◆ Written task A: From the robot controller patent claims below, list every cause that claim 33 gives for second control data being unavailable.
◆ Written task B: Write the next part of the robot controller patent claims below, starting right after claim 38.

◆ Extracted text:
33. The robot controller of claim 32, wherein second control data
are unavailable because of at least one of: a wireless transmission
failure; a failure in a computing cloud-based robot cell controller
generating at least the second control data; a failure of a
computing cloud hosting a robot cell controller generating at least
the second control data; and an event in the robot cell that
requires an immediate control intervention.
34. The robot controller of claim 30, further configured to:
control the robotic device based on the first control data to at
least temporarily continue movement along a planned movement
path.
35. The robot controller of claim 34, further configured to:
evaluate the cell state data to determine if it is safe to continue
movement along the planned movement path.
36. The robot controller of claim 30, wherein the first control
data further comprise path data indicative of planned movement
paths of the multiple robotic devices in the robot cell.
37. The robot controller of claim 36, wherein the path data include
at least one of position, time and speed information in regard to
the planned movement paths.
38. The robot controller of claim 36, further configured to:
receive the path data in one or more first messages and to receive
the cell state data in one or more second messages different from
the one or more first messages.

(Box annotations for photos)
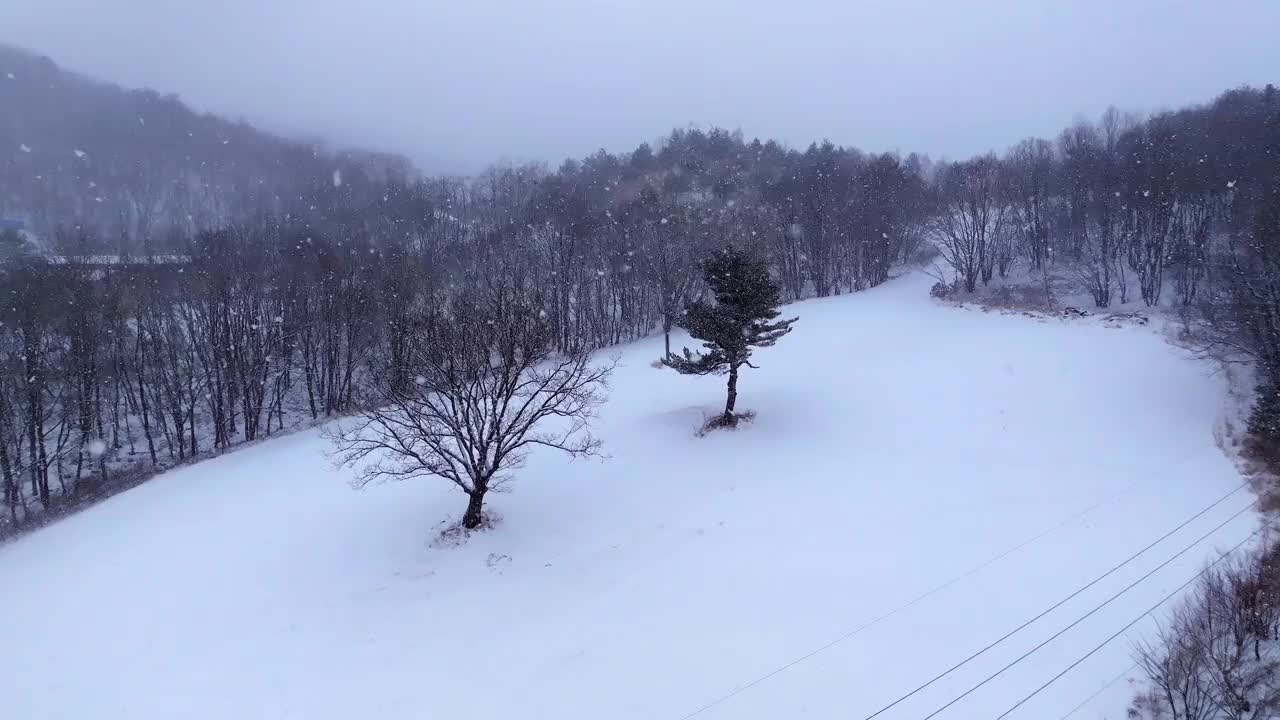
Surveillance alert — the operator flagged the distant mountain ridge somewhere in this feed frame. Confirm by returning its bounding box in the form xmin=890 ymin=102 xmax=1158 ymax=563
xmin=0 ymin=44 xmax=417 ymax=250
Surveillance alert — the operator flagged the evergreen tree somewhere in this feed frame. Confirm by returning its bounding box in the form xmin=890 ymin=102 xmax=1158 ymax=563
xmin=664 ymin=247 xmax=797 ymax=427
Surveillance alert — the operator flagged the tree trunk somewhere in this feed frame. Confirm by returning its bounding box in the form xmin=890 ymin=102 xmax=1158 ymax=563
xmin=724 ymin=363 xmax=737 ymax=425
xmin=462 ymin=488 xmax=485 ymax=529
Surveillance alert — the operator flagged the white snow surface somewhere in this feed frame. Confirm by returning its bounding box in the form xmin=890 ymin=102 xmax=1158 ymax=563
xmin=0 ymin=274 xmax=1256 ymax=720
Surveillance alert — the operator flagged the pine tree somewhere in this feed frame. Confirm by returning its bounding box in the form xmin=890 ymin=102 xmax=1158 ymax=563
xmin=664 ymin=247 xmax=797 ymax=427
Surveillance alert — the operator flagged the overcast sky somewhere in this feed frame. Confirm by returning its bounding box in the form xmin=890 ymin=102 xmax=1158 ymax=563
xmin=0 ymin=0 xmax=1280 ymax=172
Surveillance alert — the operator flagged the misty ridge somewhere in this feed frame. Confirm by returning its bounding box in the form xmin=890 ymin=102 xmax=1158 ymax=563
xmin=0 ymin=12 xmax=1280 ymax=720
xmin=0 ymin=39 xmax=1280 ymax=517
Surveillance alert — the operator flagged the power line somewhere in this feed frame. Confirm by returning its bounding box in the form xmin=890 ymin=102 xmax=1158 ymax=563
xmin=867 ymin=483 xmax=1248 ymax=720
xmin=996 ymin=529 xmax=1261 ymax=720
xmin=680 ymin=474 xmax=1152 ymax=720
xmin=920 ymin=502 xmax=1253 ymax=720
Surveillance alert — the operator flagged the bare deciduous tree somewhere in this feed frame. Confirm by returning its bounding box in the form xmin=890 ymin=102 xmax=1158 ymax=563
xmin=330 ymin=288 xmax=614 ymax=528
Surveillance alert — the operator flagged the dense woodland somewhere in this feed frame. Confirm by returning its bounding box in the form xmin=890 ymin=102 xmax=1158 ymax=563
xmin=0 ymin=43 xmax=1280 ymax=543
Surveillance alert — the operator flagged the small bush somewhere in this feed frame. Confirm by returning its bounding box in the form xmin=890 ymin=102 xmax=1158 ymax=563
xmin=1244 ymin=384 xmax=1280 ymax=471
xmin=695 ymin=410 xmax=755 ymax=437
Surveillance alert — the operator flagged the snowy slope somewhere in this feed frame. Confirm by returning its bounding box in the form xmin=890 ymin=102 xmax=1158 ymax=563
xmin=0 ymin=270 xmax=1256 ymax=720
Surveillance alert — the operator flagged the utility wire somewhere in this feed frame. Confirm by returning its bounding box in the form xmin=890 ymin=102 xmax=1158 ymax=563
xmin=920 ymin=502 xmax=1253 ymax=720
xmin=867 ymin=483 xmax=1248 ymax=720
xmin=680 ymin=483 xmax=1162 ymax=720
xmin=996 ymin=528 xmax=1262 ymax=720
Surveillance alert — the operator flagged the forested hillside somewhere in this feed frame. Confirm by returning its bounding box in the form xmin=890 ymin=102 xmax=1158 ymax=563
xmin=0 ymin=41 xmax=1280 ymax=532
xmin=0 ymin=44 xmax=411 ymax=254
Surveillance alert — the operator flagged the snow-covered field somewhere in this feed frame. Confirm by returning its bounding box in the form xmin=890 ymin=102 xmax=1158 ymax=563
xmin=0 ymin=274 xmax=1256 ymax=720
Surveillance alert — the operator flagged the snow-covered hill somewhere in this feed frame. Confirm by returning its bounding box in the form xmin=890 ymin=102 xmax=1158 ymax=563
xmin=0 ymin=270 xmax=1256 ymax=720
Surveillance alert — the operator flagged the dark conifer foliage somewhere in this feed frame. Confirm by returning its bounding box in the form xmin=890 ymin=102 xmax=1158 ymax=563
xmin=664 ymin=246 xmax=797 ymax=427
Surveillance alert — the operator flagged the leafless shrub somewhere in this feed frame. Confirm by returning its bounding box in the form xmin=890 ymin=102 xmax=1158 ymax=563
xmin=1130 ymin=538 xmax=1280 ymax=720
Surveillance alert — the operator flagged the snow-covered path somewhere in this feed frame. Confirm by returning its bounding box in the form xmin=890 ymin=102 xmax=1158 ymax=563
xmin=0 ymin=270 xmax=1254 ymax=720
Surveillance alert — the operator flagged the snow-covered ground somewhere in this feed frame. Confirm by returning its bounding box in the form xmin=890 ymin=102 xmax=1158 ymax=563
xmin=0 ymin=274 xmax=1256 ymax=720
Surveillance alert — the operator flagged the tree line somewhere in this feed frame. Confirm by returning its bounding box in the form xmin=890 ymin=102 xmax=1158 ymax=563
xmin=0 ymin=122 xmax=928 ymax=525
xmin=0 ymin=73 xmax=1280 ymax=535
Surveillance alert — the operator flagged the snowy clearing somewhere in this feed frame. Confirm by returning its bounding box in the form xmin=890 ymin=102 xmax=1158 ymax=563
xmin=0 ymin=274 xmax=1256 ymax=720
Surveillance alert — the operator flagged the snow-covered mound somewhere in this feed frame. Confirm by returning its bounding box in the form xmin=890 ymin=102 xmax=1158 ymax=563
xmin=0 ymin=270 xmax=1254 ymax=720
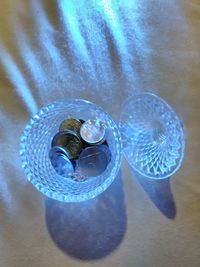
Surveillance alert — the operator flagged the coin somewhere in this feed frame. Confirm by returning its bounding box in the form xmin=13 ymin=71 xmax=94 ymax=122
xmin=76 ymin=145 xmax=111 ymax=177
xmin=80 ymin=120 xmax=106 ymax=144
xmin=59 ymin=118 xmax=82 ymax=136
xmin=51 ymin=130 xmax=82 ymax=159
xmin=49 ymin=146 xmax=74 ymax=177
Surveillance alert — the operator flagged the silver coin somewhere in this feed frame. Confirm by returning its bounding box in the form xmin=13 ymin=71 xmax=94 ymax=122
xmin=59 ymin=118 xmax=82 ymax=136
xmin=76 ymin=145 xmax=111 ymax=177
xmin=49 ymin=146 xmax=74 ymax=177
xmin=51 ymin=130 xmax=82 ymax=159
xmin=80 ymin=120 xmax=106 ymax=144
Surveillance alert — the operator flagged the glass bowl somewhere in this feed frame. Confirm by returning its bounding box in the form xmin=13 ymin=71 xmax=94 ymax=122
xmin=20 ymin=99 xmax=122 ymax=202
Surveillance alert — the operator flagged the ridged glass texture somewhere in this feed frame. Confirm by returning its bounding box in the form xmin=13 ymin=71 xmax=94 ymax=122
xmin=20 ymin=100 xmax=122 ymax=202
xmin=119 ymin=92 xmax=185 ymax=179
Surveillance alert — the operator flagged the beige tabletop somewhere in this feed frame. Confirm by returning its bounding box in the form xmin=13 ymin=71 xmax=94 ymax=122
xmin=0 ymin=0 xmax=200 ymax=267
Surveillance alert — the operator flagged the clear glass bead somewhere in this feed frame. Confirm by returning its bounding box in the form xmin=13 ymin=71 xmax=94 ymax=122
xmin=20 ymin=100 xmax=121 ymax=202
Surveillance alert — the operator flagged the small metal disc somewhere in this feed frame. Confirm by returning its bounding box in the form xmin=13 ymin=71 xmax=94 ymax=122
xmin=51 ymin=130 xmax=82 ymax=159
xmin=76 ymin=145 xmax=111 ymax=177
xmin=59 ymin=118 xmax=82 ymax=136
xmin=80 ymin=120 xmax=106 ymax=144
xmin=49 ymin=146 xmax=74 ymax=177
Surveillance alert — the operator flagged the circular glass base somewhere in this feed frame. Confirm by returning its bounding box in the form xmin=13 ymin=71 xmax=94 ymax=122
xmin=119 ymin=93 xmax=185 ymax=179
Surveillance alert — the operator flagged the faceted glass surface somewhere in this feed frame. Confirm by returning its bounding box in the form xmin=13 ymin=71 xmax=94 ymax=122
xmin=20 ymin=100 xmax=122 ymax=202
xmin=119 ymin=92 xmax=185 ymax=179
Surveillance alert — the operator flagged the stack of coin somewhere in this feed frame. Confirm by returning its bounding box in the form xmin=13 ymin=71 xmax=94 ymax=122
xmin=49 ymin=118 xmax=111 ymax=181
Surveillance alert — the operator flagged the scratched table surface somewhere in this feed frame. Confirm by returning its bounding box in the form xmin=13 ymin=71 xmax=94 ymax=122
xmin=0 ymin=0 xmax=200 ymax=267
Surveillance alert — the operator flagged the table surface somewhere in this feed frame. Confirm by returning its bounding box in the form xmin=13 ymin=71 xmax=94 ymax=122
xmin=0 ymin=0 xmax=200 ymax=267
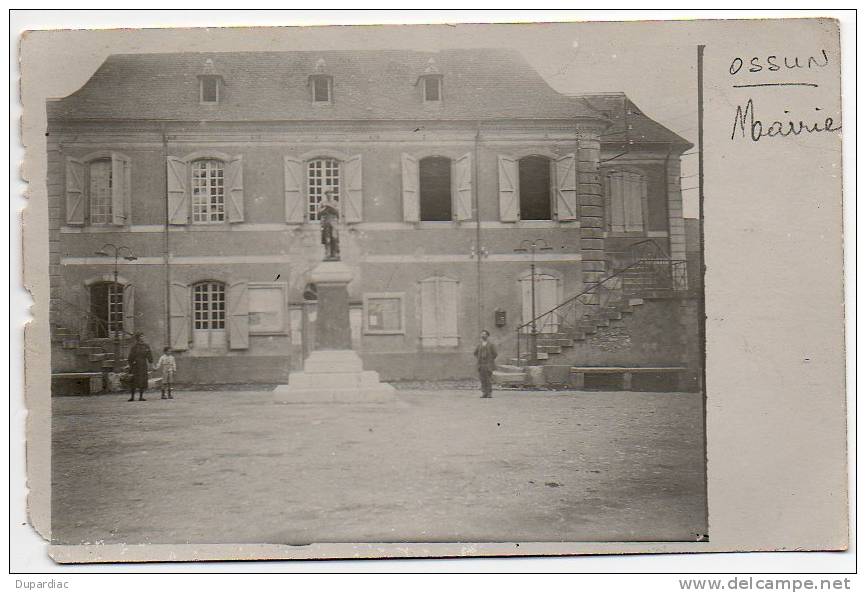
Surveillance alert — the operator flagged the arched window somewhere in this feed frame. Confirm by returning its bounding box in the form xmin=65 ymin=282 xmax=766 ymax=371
xmin=518 ymin=155 xmax=552 ymax=220
xmin=418 ymin=156 xmax=452 ymax=221
xmin=192 ymin=280 xmax=226 ymax=348
xmin=191 ymin=159 xmax=226 ymax=223
xmin=605 ymin=170 xmax=646 ymax=232
xmin=90 ymin=282 xmax=123 ymax=338
xmin=307 ymin=158 xmax=340 ymax=221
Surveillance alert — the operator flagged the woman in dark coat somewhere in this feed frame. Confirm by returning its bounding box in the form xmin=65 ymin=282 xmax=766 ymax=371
xmin=126 ymin=333 xmax=153 ymax=402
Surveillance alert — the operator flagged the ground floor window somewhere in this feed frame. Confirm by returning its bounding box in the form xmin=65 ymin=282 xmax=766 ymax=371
xmin=364 ymin=293 xmax=404 ymax=334
xmin=192 ymin=282 xmax=226 ymax=348
xmin=90 ymin=282 xmax=123 ymax=338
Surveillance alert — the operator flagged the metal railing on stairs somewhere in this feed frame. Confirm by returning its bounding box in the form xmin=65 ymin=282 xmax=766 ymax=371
xmin=515 ymin=239 xmax=688 ymax=364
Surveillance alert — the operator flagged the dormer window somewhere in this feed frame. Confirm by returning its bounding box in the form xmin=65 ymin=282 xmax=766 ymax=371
xmin=199 ymin=76 xmax=220 ymax=103
xmin=310 ymin=74 xmax=334 ymax=103
xmin=422 ymin=75 xmax=442 ymax=103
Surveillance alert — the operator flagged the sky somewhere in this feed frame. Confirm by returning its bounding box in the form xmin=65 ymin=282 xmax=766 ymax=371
xmin=24 ymin=17 xmax=697 ymax=217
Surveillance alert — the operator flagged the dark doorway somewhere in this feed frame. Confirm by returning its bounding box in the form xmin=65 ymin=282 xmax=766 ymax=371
xmin=518 ymin=156 xmax=552 ymax=220
xmin=418 ymin=156 xmax=451 ymax=220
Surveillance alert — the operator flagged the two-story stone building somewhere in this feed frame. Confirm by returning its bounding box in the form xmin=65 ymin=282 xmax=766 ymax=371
xmin=47 ymin=49 xmax=690 ymax=383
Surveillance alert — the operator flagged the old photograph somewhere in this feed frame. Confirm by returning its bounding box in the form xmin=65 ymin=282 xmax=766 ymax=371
xmin=38 ymin=25 xmax=711 ymax=545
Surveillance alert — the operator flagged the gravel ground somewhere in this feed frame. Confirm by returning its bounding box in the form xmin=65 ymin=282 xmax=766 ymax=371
xmin=52 ymin=390 xmax=707 ymax=544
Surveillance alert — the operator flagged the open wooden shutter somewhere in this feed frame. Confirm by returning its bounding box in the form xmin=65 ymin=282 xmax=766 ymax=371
xmin=123 ymin=284 xmax=135 ymax=334
xmin=111 ymin=152 xmax=132 ymax=226
xmin=555 ymin=154 xmax=577 ymax=220
xmin=228 ymin=282 xmax=250 ymax=350
xmin=499 ymin=154 xmax=520 ymax=222
xmin=165 ymin=156 xmax=189 ymax=224
xmin=169 ymin=282 xmax=190 ymax=350
xmin=453 ymin=152 xmax=472 ymax=220
xmin=66 ymin=158 xmax=84 ymax=225
xmin=343 ymin=154 xmax=364 ymax=223
xmin=283 ymin=156 xmax=304 ymax=224
xmin=402 ymin=154 xmax=421 ymax=222
xmin=225 ymin=156 xmax=244 ymax=222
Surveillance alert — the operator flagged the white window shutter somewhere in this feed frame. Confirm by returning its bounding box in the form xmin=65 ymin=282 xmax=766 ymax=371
xmin=66 ymin=158 xmax=84 ymax=225
xmin=402 ymin=154 xmax=421 ymax=222
xmin=623 ymin=172 xmax=646 ymax=231
xmin=228 ymin=282 xmax=250 ymax=350
xmin=123 ymin=284 xmax=135 ymax=334
xmin=111 ymin=152 xmax=132 ymax=226
xmin=499 ymin=154 xmax=520 ymax=222
xmin=165 ymin=156 xmax=189 ymax=224
xmin=453 ymin=152 xmax=472 ymax=220
xmin=343 ymin=154 xmax=364 ymax=223
xmin=225 ymin=155 xmax=244 ymax=222
xmin=169 ymin=282 xmax=190 ymax=350
xmin=555 ymin=154 xmax=577 ymax=220
xmin=283 ymin=156 xmax=304 ymax=224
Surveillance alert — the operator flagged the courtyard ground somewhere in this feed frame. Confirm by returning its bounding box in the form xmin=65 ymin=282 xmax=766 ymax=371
xmin=52 ymin=390 xmax=707 ymax=544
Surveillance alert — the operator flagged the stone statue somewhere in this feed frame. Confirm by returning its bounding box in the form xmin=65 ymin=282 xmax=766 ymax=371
xmin=319 ymin=190 xmax=340 ymax=261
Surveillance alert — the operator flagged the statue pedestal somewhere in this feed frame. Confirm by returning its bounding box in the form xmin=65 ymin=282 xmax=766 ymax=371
xmin=274 ymin=261 xmax=396 ymax=403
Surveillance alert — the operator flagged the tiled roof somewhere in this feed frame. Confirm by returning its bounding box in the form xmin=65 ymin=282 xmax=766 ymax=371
xmin=48 ymin=49 xmax=685 ymax=143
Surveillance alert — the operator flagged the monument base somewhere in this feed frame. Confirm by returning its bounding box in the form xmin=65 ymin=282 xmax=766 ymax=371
xmin=274 ymin=350 xmax=397 ymax=404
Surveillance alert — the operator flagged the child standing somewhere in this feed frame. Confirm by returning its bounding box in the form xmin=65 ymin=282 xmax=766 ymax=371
xmin=154 ymin=346 xmax=177 ymax=399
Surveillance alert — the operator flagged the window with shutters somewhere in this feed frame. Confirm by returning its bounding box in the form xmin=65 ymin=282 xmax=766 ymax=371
xmin=307 ymin=158 xmax=340 ymax=221
xmin=420 ymin=277 xmax=460 ymax=348
xmin=199 ymin=76 xmax=220 ymax=103
xmin=87 ymin=159 xmax=113 ymax=224
xmin=192 ymin=281 xmax=226 ymax=348
xmin=191 ymin=159 xmax=226 ymax=223
xmin=90 ymin=282 xmax=123 ymax=338
xmin=418 ymin=156 xmax=452 ymax=221
xmin=604 ymin=170 xmax=647 ymax=232
xmin=518 ymin=155 xmax=553 ymax=220
xmin=364 ymin=293 xmax=405 ymax=334
xmin=421 ymin=74 xmax=442 ymax=103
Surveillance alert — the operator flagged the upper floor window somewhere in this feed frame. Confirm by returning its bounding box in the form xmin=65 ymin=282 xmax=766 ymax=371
xmin=192 ymin=159 xmax=225 ymax=223
xmin=418 ymin=156 xmax=452 ymax=220
xmin=87 ymin=159 xmax=112 ymax=224
xmin=604 ymin=170 xmax=647 ymax=232
xmin=198 ymin=76 xmax=220 ymax=103
xmin=421 ymin=74 xmax=442 ymax=103
xmin=307 ymin=158 xmax=340 ymax=221
xmin=310 ymin=74 xmax=334 ymax=103
xmin=518 ymin=156 xmax=553 ymax=220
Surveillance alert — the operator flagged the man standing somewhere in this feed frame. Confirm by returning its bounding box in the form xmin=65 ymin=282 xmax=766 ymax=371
xmin=126 ymin=332 xmax=153 ymax=402
xmin=475 ymin=329 xmax=496 ymax=398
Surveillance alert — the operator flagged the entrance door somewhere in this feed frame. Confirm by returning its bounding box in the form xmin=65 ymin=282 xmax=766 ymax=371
xmin=520 ymin=274 xmax=559 ymax=334
xmin=89 ymin=282 xmax=123 ymax=338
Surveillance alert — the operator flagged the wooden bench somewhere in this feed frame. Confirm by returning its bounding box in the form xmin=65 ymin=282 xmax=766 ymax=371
xmin=571 ymin=366 xmax=688 ymax=391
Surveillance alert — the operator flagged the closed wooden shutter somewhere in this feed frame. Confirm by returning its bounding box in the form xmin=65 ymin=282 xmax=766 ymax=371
xmin=453 ymin=153 xmax=472 ymax=220
xmin=228 ymin=282 xmax=250 ymax=350
xmin=283 ymin=156 xmax=304 ymax=224
xmin=66 ymin=158 xmax=84 ymax=225
xmin=111 ymin=152 xmax=132 ymax=226
xmin=343 ymin=155 xmax=364 ymax=223
xmin=401 ymin=154 xmax=421 ymax=222
xmin=225 ymin=156 xmax=244 ymax=222
xmin=169 ymin=282 xmax=190 ymax=350
xmin=165 ymin=156 xmax=189 ymax=224
xmin=555 ymin=154 xmax=577 ymax=220
xmin=499 ymin=155 xmax=520 ymax=222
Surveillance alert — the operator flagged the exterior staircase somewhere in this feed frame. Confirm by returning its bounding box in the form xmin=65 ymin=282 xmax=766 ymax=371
xmin=51 ymin=303 xmax=129 ymax=395
xmin=494 ymin=241 xmax=687 ymax=386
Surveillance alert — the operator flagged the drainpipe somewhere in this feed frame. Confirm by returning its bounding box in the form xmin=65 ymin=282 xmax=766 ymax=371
xmin=472 ymin=120 xmax=484 ymax=334
xmin=162 ymin=124 xmax=171 ymax=347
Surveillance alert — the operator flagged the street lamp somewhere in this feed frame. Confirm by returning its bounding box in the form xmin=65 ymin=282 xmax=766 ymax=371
xmin=96 ymin=243 xmax=138 ymax=372
xmin=514 ymin=239 xmax=553 ymax=364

◆ Expected output A:
- a wireless transmission failure
- a failure in a computing cloud-based robot cell controller generating at least the second control data
- a failure of a computing cloud hosting a robot cell controller generating at least the second control data
- an event in the robot cell that requires an immediate control intervention

◆ Expected output B:
39. The robot controller of claim 38, further configured to:
receive the second control data in one more third messages
different from at least one of the one or more first messages and
the one or more second messages.
40. A computing cloud-based controller for a robot cell comprising
multiple robotic devices, the controller being configured to:
obtain first control data comprising cell state data indicative of
a current state of the robot cell wherein the first control data
further comprise path data indicative of planned movement paths of
the multiple robotic devices in the robot cell; and forward the
first control data to a wireless transmitter for a transmission via
one of broadcast and multicast transmission directed to the
multiple robotic devices in the robot cell.
41. The computing cloud-based controller of claim 40, wherein the
cell state data are obtained from sensory data pertaining to the
robot cell and received from the robot cell.
42. The computing cloud-based controller of claim 40, further
configured to control the wireless transmitter to perform no
re-transmissions.
43. The computing cloud-based controller of claim 40, further
configured to: control the wireless transmitter to transmit the
path data in one or more first messages and to transmit the cell
state data in one or more second messages different from the first
messages.
44. The computing cloud-based controller of claim 43, further
configured to: control the wireless transmitter to transmit the one
or more first messages less often than the one or more second
messages.
45. The computing cloud-based controller of claim 43, further
configured to: detect a change of a predicted movement path; and
control the wireless transmitter to transmit one or more first
messages indicative of the change of the predicted movement
path.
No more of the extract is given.